L’épouvantail

Ça y est, les réfugiés syriens annoncés et attendus, avec fébrilité et impatience pour certains, avec crainte et appréhension pour d’autres, ont commencé à arriver au Québec.

Au mois d’octobre, Maude et quatre de ses amis, voyant que le Canada allait ouvrir ses frontières à des milliers de réfugiés, ont décidé de mettre en branle un processus de parrainage privé d’une famille syrienne. Le groupe d’amis devra accompagner la famille dans ses démarches pour se loger, se vêtir, se nourrir, se transporter. Ils se porteront garants de leurs dépenses pendant une année entière. Des centaines d’autres Québécois ont fait comme eux.

Tout l’automne, les initiatives individuelles et collectives de soutien se sont multipliées. Des milliers de tuques ont été tricotées, «parce qu’au Québec, le seul véritable ennemi, c’est le froid». Les organismes d’aide aux réfugiés ont été inondés d’offres d’assistance.

Et pendant ce temps-là, une pétition a circulé demandant que le Canada refuse l’asile aux réfugiés fuyant la guerre. Sur les réseaux sociaux et dans certains médias, on a pu lire l’expression d’une forte méfiance, quand ce n’était pas carrément des messages haineux. Comment se fait-il que certaines personnes réagissent à l’accueil des réfugiés avec enthousiasme et que d’autres le redoutent? Pourquoi l’immigration provoque-t-elle des réactions si polarisées?

La peur des étrangers pourrait bien être le plus épineux de tous les préjugés humains, car il est étroitement lié à nos réflexes de survie. Les gens ont peur du manque. Ils redoutent qu’on leur retire quelque chose quand ils voient qu’on donne à d’autres.

Pourtant nous vivons dans une société d’une abondance inégalée; dans toute notre histoire, on n’a jamais été aussi riches collectivement. Quoiqu’en disent nos dirigeants, nous n’avons pas un problème de ressources. Mais les discours sur la rareté des richesses ont pris d’assaut l’espace public.

De récentes recherches en biologie de l’évolution montrent que les humains sont faits pour ressentir de la compassion pour les autres. L’empathie est fondée sur notre expérience commune en tant qu’êtres humains: la vie n’est pas facile et on va tous mourir un jour. L’empathie est ce qui nous permet d’élargir notre sensibilité au-delà de notre petit cercle privé. C’est un sentiment inné, mais qui faiblit facilement sous l’effet de la peur. Il faut l’encourager, le nourrir.

Le maire de Québec, Régis Labeaume, a déclaré: «Les gens ont peur, sont inquiets. Est-ce qu’en disant n’ayez pas peur, on arrête la peur? Moi, je pense que non; c’est pas comme ça que ça marche.» Oui, c’est exactement comme ça que ça marche.

La job des dirigeants, c’est de faire appel au meilleur des gens, pas de nourrir leurs angoisses. Dans sa pire forme, cette pratique instrumentalise la peur à des fins électorales. Donald Trump ou Marine Le Pen incitent les électeurs à se solidariser autour d’eux — contre les autres. Ils suscitent l’appartenance à leur clique en bricolant un ennemi à craindre ou à combattre. On peut espérer que ces stratégies ne fassent pas d’émules chez nous. Il nous faut résister à la peur.

★ ★ ★ ★ ★ ★ ★

* Questions sur le matériel:
A. Reproduisez le passage du texte sur les réfugiés syriens depuis les mots "Ça y est, les" jusqu'aux mots "fait comme eux." inclus.
B. Relevez toutes les personnes désignées par leur nom dans le texte sur les réfugiés syriens.

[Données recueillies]
★ ★ ★ ★ ★ ★ ★

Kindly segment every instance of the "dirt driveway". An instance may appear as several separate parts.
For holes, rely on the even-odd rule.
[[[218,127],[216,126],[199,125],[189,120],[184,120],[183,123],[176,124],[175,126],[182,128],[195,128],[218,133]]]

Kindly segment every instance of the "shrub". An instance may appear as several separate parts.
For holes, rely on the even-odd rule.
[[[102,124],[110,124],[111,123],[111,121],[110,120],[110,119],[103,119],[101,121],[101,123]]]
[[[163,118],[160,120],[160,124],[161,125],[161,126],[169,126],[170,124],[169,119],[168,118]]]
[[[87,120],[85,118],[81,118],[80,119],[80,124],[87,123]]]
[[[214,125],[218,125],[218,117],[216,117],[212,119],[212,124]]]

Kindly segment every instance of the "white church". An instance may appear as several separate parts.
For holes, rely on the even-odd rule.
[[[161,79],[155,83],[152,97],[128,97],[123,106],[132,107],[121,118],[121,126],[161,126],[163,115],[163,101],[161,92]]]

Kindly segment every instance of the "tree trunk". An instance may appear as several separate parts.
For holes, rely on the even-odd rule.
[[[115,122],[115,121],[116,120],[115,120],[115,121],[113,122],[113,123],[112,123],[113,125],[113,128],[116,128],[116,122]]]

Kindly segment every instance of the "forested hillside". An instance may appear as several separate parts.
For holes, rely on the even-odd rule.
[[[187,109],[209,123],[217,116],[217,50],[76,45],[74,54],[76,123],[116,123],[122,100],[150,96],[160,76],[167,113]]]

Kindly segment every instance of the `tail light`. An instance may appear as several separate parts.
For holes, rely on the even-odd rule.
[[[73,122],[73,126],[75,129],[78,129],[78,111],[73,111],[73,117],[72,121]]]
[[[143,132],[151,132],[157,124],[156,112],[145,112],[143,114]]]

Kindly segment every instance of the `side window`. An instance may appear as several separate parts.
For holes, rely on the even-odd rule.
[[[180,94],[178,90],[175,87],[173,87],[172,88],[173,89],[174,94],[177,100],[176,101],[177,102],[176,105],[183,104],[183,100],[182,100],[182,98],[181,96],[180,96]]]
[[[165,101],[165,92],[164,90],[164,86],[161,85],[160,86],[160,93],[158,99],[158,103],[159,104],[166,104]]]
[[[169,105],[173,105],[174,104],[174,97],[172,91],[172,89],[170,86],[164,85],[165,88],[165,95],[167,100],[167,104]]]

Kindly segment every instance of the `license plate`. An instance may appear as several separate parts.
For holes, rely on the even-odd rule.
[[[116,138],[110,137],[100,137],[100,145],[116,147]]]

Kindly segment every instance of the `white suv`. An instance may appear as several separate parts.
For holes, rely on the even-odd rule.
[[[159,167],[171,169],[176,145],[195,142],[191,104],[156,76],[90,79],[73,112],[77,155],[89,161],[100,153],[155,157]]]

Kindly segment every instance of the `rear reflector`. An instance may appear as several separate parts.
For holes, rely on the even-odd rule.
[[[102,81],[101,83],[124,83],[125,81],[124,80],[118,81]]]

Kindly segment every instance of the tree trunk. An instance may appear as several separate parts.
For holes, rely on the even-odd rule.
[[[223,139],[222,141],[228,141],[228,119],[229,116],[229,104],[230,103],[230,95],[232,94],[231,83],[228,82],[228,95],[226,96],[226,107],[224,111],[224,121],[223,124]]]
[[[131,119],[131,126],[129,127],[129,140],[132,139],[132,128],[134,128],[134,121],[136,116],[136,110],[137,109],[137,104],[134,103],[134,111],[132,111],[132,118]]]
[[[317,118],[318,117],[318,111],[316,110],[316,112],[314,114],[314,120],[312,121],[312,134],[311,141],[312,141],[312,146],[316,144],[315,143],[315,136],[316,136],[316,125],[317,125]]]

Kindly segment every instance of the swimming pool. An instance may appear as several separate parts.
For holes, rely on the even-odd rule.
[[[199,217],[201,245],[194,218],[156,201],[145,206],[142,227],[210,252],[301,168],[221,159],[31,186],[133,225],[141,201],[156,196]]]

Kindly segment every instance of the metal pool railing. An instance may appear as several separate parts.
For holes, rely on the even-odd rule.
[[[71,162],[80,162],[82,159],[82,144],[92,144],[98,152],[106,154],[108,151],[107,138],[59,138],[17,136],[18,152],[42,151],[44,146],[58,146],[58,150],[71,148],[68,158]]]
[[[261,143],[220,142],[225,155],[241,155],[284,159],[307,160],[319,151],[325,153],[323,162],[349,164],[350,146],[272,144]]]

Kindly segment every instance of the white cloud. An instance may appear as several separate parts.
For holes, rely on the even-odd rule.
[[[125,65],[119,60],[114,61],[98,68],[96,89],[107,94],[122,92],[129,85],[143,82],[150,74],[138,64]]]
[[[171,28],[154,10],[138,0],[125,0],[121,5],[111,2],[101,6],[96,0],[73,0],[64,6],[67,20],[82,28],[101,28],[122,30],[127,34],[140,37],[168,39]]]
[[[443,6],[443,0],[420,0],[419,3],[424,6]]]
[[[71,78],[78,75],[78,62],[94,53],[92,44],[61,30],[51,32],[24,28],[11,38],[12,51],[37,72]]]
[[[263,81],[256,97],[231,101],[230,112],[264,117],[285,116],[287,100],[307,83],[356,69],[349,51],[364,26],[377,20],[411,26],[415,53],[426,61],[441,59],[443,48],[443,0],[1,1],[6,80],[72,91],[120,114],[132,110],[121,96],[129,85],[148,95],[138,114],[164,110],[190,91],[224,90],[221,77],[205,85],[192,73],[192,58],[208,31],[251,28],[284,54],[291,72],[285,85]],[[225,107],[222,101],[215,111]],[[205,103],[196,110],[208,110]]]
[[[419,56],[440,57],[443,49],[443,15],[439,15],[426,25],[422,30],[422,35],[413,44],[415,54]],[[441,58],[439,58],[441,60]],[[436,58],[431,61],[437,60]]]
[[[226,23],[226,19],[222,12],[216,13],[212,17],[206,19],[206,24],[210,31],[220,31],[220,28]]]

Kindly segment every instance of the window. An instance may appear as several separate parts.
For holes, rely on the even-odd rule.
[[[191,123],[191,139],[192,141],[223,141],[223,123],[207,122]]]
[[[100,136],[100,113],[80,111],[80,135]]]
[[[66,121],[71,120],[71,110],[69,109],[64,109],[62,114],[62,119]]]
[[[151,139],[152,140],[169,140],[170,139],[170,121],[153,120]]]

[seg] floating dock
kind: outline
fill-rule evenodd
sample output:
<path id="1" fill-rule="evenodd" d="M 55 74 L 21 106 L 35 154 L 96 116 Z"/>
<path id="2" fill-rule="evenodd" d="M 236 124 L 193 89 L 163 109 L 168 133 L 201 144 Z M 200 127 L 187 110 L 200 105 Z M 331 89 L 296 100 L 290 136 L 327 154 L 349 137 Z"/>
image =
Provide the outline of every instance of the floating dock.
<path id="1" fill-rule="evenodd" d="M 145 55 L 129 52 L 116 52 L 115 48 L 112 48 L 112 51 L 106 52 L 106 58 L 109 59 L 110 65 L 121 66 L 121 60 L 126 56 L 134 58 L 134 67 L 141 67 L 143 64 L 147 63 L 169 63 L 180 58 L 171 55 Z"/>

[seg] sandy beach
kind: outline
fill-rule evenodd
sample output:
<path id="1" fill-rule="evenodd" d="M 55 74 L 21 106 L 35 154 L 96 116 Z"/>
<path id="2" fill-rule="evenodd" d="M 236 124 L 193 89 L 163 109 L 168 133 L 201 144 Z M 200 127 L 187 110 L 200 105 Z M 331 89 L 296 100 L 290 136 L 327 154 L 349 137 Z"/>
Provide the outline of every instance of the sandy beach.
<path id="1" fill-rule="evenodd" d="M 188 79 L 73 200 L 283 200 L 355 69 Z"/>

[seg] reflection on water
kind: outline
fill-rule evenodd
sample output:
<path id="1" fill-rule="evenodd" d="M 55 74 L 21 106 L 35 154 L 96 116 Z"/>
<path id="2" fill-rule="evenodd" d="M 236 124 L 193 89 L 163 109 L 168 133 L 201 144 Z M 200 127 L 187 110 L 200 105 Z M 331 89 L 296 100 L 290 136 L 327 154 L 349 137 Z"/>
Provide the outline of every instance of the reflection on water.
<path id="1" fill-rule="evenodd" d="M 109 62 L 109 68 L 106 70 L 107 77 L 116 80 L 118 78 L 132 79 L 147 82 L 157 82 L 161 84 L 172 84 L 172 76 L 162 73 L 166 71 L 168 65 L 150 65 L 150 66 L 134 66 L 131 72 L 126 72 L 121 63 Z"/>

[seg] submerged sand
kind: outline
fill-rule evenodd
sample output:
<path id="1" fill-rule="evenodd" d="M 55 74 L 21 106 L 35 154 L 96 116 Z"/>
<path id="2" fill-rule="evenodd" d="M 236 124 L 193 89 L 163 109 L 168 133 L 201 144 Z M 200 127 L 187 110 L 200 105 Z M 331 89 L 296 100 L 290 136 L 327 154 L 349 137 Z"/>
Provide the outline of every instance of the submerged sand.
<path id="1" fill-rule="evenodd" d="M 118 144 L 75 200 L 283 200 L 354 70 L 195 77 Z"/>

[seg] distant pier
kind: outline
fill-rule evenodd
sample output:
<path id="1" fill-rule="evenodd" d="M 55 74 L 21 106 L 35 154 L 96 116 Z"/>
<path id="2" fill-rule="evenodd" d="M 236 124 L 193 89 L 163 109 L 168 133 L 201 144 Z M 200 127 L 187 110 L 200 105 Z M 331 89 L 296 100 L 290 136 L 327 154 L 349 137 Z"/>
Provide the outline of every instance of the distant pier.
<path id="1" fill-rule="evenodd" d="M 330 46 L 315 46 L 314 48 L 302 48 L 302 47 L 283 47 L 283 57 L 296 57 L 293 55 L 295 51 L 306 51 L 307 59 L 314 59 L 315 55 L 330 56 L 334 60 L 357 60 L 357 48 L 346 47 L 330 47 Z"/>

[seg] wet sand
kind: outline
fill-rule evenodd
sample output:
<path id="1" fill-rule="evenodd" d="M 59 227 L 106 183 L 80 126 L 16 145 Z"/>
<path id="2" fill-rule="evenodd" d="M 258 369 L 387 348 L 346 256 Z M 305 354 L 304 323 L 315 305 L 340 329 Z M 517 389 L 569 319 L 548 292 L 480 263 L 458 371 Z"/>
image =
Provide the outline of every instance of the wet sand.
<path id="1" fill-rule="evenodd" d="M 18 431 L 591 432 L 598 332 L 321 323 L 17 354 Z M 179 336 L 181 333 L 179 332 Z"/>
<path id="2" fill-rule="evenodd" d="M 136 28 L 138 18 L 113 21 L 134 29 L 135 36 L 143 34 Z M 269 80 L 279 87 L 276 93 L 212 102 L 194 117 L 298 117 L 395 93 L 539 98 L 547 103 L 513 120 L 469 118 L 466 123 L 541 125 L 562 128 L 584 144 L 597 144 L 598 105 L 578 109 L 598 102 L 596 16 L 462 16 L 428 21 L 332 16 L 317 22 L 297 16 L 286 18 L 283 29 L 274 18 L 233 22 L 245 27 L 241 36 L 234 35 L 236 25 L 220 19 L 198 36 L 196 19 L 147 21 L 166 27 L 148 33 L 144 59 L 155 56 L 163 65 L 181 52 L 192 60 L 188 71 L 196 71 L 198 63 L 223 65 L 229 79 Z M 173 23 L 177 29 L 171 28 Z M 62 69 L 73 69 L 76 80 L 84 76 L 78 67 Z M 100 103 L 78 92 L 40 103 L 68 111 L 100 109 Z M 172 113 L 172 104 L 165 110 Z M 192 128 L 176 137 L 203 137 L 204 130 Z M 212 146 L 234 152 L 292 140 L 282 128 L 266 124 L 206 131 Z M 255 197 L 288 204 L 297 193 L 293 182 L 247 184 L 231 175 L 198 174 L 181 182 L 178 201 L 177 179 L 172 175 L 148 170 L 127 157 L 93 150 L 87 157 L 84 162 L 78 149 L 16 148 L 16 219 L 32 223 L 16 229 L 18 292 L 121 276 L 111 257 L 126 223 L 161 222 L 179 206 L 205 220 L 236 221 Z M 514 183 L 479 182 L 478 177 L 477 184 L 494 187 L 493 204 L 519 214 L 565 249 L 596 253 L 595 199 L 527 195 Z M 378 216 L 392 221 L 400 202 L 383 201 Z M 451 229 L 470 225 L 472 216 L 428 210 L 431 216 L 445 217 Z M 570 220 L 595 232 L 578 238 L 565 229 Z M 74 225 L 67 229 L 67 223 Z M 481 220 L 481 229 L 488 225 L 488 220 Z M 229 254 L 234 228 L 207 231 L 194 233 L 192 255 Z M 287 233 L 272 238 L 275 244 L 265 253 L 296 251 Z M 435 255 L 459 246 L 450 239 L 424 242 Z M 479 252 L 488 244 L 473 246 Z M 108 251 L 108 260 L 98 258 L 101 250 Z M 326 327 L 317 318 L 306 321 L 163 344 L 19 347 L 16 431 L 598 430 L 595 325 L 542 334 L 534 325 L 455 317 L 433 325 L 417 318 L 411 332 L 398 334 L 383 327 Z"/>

★ ★ ★ ★ ★ ★ ★

* Corrigé de l'exercice:
A.
Ça y est, les réfugiés syriens annoncés et attendus, avec fébrilité et impatience pour certains, avec crainte et appréhension pour d’autres, ont commencé à arriver au Québec.

Au mois d’octobre, Maude et quatre de ses amis, voyant que le Canada allait ouvrir ses frontières à des milliers de réfugiés, ont décidé de mettre en branle un processus de parrainage privé d’une famille syrienne. Le groupe d’amis devra accompagner la famille dans ses démarches pour se loger, se vêtir, se nourrir, se transporter. Ils se porteront garants de leurs dépenses pendant une année entière. Des centaines d’autres Québécois ont fait comme eux.

B. Maude, Régis Labeaume, Donald Trump, Marine Le Pen